■ Artigo:
'''

O amor está acima da razão. Mas será a razão totalmente ausente dos assuntos
do coração? No amor não intervém a razão? Nas próximas linhas o leitor
pensará que terei perdido a razão ao defender que no amor há muito mais
espaço para a razão do que as razões do amor por vezes nos querem convencer.
Recentemente duas leitoras acusaram-me de fazer frequentes referências ao
amor viciadas por um excesso de razão e pouca emoção na sua compreensão.
Esta perspectiva é comum a essência do amor é precisamente a sua ausência de
razão (ama-se independentemente da razão e, por vezes, com muito pouca
razão.). Confirmando a separação entre amor e a razão estaria o facto de,
como notou Schopenhauer, sendo a faceta mais importante da vida, o amor ter
sido geralmente ignorado pela ciência. A ciência pode interessar-se pelo
sexo ou pelo desejo, mas quanto ao amor (aquilo que existe para lá do - e
esperemos, também com - o desejo) a única relação com a ciência parece ser a
conclusão de que é tudo uma questão de química. O problema é que isso de
pouco serve quando não se conhece a fórmula certa.

'''

■ Itens de dados:
'''

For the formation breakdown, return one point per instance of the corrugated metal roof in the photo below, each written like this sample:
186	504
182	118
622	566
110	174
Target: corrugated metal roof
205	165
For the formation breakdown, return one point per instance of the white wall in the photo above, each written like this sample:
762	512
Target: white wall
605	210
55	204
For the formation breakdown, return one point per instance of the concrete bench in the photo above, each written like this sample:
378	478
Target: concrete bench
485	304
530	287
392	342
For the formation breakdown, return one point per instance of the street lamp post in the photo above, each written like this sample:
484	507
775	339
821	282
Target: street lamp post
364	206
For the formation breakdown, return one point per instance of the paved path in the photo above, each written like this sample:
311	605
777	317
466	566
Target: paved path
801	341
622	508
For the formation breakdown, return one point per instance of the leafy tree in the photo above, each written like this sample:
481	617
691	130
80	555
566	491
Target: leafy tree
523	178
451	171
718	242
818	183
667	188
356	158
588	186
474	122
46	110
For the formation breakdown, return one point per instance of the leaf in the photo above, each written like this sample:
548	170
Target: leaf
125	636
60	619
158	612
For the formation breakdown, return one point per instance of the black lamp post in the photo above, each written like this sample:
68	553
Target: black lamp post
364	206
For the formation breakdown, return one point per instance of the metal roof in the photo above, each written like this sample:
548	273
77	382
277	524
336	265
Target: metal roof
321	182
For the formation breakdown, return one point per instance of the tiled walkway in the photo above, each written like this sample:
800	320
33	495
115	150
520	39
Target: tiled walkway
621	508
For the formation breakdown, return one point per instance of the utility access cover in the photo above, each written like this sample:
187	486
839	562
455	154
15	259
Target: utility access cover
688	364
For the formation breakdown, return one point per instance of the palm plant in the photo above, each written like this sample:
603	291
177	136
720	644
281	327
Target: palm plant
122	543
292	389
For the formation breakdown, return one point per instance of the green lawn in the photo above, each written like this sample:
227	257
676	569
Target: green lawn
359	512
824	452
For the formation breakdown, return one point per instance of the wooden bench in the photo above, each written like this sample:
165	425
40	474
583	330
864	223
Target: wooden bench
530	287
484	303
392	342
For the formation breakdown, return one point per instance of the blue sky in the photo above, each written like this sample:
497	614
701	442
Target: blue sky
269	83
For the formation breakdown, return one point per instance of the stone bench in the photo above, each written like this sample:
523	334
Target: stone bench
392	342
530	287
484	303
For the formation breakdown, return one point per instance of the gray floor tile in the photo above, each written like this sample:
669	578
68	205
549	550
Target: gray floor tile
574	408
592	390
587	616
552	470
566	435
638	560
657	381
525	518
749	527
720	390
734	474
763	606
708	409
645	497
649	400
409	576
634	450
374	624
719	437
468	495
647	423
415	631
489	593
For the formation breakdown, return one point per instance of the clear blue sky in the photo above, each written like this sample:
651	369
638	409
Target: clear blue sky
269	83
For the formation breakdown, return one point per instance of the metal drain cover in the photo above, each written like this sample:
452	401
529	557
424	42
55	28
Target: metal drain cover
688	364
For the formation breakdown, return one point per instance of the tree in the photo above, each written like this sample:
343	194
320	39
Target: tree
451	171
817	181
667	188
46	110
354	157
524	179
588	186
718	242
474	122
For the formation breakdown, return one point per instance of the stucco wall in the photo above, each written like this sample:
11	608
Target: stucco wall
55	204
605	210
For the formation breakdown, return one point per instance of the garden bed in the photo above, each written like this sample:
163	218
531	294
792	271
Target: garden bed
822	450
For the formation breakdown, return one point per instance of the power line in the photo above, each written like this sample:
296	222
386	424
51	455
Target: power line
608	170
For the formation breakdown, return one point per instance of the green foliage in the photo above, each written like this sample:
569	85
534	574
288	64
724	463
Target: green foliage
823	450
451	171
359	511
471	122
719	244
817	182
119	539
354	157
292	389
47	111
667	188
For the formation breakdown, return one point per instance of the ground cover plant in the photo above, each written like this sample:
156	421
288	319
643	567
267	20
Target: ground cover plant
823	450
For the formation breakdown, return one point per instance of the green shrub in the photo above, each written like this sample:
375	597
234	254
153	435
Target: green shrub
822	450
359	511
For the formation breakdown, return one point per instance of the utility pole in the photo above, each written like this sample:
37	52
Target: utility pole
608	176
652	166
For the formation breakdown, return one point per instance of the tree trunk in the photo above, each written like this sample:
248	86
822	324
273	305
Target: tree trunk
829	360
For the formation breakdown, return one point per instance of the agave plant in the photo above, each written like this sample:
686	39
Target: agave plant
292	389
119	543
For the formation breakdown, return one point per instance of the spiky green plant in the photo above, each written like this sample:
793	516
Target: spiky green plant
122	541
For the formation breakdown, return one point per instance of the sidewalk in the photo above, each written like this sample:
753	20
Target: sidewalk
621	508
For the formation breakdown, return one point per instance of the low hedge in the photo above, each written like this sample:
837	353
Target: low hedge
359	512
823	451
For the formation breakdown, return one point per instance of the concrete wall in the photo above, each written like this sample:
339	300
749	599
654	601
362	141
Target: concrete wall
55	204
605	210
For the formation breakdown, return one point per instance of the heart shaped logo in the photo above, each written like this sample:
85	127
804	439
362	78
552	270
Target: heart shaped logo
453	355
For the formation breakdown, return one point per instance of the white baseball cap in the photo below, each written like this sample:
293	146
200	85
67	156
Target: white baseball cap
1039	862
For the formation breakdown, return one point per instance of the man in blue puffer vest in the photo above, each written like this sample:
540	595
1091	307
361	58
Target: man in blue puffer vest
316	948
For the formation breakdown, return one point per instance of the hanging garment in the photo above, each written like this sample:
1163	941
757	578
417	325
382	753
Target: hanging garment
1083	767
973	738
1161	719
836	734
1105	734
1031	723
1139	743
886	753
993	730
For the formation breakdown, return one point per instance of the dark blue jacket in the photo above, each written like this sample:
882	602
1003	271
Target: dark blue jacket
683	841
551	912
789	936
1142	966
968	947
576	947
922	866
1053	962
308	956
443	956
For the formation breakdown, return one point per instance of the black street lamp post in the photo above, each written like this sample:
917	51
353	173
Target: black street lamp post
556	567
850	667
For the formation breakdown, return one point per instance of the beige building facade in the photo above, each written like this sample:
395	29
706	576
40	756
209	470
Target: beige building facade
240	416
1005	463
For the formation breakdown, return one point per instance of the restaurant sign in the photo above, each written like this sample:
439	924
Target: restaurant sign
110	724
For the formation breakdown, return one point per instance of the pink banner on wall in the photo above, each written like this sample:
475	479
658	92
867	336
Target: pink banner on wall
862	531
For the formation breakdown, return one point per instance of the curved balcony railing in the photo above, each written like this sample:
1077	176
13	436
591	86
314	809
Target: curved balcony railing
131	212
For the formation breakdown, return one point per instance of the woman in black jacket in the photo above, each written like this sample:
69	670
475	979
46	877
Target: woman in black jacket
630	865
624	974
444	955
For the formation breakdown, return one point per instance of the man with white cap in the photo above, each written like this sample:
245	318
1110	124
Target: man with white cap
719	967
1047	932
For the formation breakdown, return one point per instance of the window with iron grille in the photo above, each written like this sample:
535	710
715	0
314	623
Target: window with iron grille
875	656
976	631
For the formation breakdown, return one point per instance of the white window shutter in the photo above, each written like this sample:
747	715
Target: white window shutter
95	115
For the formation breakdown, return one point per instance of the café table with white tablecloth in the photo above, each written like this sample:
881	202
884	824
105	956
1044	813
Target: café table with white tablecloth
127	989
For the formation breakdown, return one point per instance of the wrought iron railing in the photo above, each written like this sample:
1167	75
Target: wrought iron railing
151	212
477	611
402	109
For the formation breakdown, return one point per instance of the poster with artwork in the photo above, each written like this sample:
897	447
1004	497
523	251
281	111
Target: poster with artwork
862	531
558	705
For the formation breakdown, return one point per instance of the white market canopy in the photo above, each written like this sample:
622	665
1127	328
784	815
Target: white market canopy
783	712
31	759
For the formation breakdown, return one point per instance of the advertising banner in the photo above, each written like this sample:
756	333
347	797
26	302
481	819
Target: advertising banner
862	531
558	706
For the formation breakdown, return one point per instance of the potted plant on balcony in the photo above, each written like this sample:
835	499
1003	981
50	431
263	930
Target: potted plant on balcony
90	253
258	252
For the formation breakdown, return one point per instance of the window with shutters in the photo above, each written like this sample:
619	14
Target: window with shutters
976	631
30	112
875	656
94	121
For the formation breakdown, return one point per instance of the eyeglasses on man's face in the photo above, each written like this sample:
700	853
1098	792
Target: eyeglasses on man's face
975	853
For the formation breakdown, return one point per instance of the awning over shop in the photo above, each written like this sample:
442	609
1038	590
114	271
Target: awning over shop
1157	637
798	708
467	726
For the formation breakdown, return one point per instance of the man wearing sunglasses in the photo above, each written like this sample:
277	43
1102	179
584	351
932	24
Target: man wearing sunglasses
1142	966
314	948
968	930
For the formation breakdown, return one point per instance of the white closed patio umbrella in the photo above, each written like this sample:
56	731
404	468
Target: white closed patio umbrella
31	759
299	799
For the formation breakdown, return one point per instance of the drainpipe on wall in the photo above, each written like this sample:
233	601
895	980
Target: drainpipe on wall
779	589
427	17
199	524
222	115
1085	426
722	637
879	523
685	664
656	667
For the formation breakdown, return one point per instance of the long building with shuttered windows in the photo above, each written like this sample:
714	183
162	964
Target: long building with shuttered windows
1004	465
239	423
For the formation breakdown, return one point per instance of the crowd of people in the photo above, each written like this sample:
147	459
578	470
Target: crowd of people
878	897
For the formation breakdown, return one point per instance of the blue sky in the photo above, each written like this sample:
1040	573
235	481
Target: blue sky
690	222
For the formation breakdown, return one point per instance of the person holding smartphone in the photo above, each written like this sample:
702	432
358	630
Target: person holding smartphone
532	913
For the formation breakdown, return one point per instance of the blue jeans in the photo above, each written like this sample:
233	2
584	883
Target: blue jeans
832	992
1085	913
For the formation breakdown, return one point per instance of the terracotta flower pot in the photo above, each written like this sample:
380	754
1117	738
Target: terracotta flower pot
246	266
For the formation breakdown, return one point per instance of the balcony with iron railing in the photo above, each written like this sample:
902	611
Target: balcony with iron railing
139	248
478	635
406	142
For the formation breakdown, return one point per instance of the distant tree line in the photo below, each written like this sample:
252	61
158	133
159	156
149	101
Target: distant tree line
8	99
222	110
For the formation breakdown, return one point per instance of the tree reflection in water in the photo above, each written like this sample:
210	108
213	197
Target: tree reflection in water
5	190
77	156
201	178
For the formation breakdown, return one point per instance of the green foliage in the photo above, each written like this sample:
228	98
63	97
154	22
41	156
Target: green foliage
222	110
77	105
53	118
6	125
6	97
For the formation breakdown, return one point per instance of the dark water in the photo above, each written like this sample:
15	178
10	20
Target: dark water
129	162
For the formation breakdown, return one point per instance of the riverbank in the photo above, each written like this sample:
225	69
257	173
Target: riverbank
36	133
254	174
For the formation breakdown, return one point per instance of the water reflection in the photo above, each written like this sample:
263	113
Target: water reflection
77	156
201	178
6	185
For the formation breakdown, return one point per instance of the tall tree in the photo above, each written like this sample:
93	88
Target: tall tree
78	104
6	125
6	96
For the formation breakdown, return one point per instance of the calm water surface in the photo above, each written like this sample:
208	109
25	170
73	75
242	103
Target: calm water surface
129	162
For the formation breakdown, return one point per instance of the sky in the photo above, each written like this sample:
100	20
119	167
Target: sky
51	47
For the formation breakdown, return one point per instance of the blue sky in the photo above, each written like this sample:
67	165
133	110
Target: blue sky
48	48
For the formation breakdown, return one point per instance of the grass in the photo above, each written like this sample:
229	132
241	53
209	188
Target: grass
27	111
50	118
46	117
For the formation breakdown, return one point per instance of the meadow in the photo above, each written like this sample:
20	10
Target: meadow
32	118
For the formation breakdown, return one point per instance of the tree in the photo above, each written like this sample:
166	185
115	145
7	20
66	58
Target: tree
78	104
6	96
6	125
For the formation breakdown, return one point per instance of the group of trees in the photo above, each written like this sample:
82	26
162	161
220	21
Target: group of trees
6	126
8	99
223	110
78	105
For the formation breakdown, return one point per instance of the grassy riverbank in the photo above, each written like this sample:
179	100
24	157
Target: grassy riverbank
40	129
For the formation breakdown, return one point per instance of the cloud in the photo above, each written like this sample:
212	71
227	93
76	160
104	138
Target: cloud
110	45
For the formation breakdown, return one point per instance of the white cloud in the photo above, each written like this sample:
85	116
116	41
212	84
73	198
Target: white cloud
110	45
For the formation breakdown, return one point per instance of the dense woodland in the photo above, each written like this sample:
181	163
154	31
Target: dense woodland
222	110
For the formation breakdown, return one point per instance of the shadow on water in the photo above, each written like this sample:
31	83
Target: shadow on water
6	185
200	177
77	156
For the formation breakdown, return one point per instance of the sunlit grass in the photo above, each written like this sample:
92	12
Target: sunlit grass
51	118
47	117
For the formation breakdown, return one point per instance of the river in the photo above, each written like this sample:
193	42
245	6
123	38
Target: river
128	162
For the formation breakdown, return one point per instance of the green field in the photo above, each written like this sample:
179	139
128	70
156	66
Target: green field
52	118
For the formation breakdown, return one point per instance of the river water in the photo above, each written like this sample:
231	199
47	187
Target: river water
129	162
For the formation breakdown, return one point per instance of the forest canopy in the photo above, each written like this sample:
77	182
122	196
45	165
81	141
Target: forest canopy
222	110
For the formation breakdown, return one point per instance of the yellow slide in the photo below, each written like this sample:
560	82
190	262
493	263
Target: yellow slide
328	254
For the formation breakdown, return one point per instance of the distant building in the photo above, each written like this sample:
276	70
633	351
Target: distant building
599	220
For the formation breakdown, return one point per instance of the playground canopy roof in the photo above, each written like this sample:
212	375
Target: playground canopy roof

'''

■ Tarefa curta:
Devolva, sem qualquer alteração, o trecho do artigo sobre o amor e a razão que começa nas palavras "Esta perspectiva é" e termina em "a fórmula certa.".

■ A resposta:
Esta perspectiva é comum a essência do amor é precisamente a sua ausência de
razão (ama-se independentemente da razão e, por vezes, com muito pouca
razão.). Confirmando a separação entre amor e a razão estaria o facto de,
como notou Schopenhauer, sendo a faceta mais importante da vida, o amor ter
sido geralmente ignorado pela ciência. A ciência pode interessar-se pelo
sexo ou pelo desejo, mas quanto ao amor (aquilo que existe para lá do - e
esperemos, também com - o desejo) a única relação com a ciência parece ser a
conclusão de que é tudo uma questão de química. O problema é que isso de
pouco serve quando não se conhece a fórmula certa.